[Dataset records]
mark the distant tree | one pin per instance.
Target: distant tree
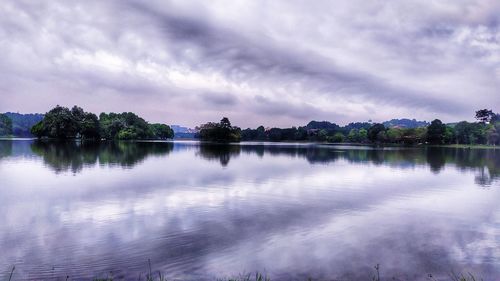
(161, 131)
(337, 137)
(374, 132)
(219, 132)
(22, 123)
(5, 125)
(485, 115)
(362, 135)
(63, 123)
(435, 132)
(394, 135)
(59, 123)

__WRITTEN REQUEST__. Put all of the entries above into a two-column CSV with the headers "text" and "answer," one row per entry. Place each value in its own quoted field with line breaks replaced by spaces, and leave the pictures out.

__SOLUTION FOR THIS EXERCISE__.
text,answer
"mark the distant tree | one pin per instance. Target: distant tree","(161, 131) (337, 137) (374, 132) (219, 132) (22, 123) (5, 125) (485, 115) (362, 135) (63, 123) (435, 132) (394, 135) (59, 123)"